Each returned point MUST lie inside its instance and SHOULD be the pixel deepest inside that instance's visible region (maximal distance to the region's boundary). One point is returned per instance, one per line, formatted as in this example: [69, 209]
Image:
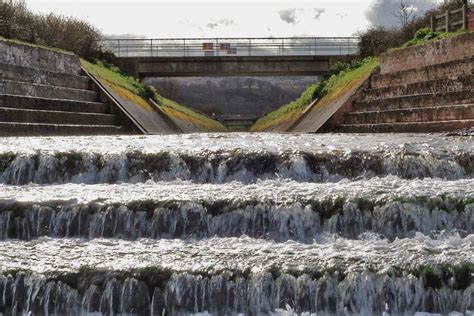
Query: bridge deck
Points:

--

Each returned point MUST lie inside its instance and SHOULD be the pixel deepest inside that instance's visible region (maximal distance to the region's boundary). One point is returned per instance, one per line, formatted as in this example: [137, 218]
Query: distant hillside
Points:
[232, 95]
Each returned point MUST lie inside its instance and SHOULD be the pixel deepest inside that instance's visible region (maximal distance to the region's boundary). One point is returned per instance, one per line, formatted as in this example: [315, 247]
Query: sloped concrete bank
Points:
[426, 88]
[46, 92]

Task description ▸
Look through the records above for the word "Query" and state how many lines contain it, giving the number alone.

Answer area ▸
3